== Excerpted passage ==
------------------------------------------------
How to Add Frozen Fruits and Veggies to Every Meal

Take a peek in my fridge at any time of the year and, I'm proud to say, you'll see loads of frozen fruits and veggies. Not only do they save me time and money when fresh produce is scarce in the winter, but they're also incredibly healthy. A lot of people think fresh is best, but believe it or not, frozen produce is even more nutrient packed. That's because the moment produce is picked, it starts to lose nutrients, but freezing slows that loss. A 2007 study found that the vitamin C content of fresh broccoli plummeted 56 percent in 7 days, but dipped just 10 percent in a year's time when frozen at -4°F (-20°C). In addition, the levels of disease-fighting antioxidants called anthocyanins and some minerals, including potassium (which helps control blood pressure), actually increased after freezing.

According to the CDC, you should be eating about 2 cups of fruit and 2 ? cups of veggies each day (1 cup is about the size of a baseball). Fortunately, hitting the mark is easier than you may think. Just 12 frozen baby carrots equal a cup, and with no washing or chopping required, your veggies are ready in no time. From freezer to fork, most veggie side dishes take less than 10 minutes. Here's how to select and prepare 'em:

Pick US Grade A

For quality, generic is just as good as name brands, if you choose US Grade A (also known as Fancy) varieties. This ranking means the produce was carefully selected for color and tenderness and is free from blemishes. It'll be more flavorful, compared with Grade B (also called Extra Standard), which is slightly more mature, or C (Standard), which is not uniform in color or flavor.
------------------------------------------------
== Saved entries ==

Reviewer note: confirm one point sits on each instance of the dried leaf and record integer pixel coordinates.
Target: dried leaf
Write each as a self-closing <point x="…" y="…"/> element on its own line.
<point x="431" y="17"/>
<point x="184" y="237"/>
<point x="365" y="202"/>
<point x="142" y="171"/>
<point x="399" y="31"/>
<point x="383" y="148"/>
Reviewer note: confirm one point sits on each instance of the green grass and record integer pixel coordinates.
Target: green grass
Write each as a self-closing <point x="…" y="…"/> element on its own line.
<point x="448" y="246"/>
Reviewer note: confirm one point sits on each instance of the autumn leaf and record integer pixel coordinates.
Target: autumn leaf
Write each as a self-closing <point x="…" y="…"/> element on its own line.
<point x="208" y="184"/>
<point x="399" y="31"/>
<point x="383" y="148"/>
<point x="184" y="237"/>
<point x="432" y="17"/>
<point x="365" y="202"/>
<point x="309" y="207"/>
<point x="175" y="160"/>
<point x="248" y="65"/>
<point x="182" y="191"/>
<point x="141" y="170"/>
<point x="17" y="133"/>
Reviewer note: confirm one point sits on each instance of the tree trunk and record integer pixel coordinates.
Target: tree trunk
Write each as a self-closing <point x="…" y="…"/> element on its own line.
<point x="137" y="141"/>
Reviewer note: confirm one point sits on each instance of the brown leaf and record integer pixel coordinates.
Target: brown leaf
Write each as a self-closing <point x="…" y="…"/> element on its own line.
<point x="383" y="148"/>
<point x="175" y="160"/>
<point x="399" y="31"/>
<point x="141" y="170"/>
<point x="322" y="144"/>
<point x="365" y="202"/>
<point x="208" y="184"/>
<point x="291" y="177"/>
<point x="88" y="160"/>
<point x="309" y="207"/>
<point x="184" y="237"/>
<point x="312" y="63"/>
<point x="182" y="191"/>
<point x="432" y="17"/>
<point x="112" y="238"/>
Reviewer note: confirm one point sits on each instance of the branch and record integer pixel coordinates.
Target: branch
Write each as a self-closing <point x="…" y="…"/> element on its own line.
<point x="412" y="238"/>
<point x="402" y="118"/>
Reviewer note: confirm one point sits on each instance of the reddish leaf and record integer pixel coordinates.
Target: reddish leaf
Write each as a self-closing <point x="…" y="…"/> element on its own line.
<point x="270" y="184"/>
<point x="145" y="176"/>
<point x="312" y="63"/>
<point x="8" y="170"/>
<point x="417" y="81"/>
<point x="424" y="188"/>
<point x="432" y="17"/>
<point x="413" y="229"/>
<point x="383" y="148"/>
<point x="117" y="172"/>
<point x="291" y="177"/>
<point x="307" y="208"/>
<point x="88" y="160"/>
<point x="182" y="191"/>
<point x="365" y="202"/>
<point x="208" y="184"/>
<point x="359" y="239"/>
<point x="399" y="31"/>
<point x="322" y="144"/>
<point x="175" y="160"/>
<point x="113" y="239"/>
------------------------------------------------
== What the exercise asks ==
Write the next part of the article on adding frozen fruits and veggies to meals, starting right after its last sentence. The lines have nothing to do with the text.

== Task result ==
Grade C veggies are the least expensive, and though they still provide nutrients, they can be stringy, tough, even bitter. It's best to use them in recipes that don't feature them prominently, such as soups, stews, and casseroles. Grades usually appear on the back of the package, inside a symbol that looks like a shield.

Skip Added Sauces

When sauces and seasonings are included, fat, sodium, and sugar levels typically skyrocket. The healthiest choices are bags and boxes with zero additives. That means selecting products with only vegetables listed in the ingredients. Many shoppers think frozen goods are heavily processed. They can be, but not in this case. Freezing itself is enough to preserve produce without the addition of salts (which can raise blood pressure) or sugars (which spike blood sugar).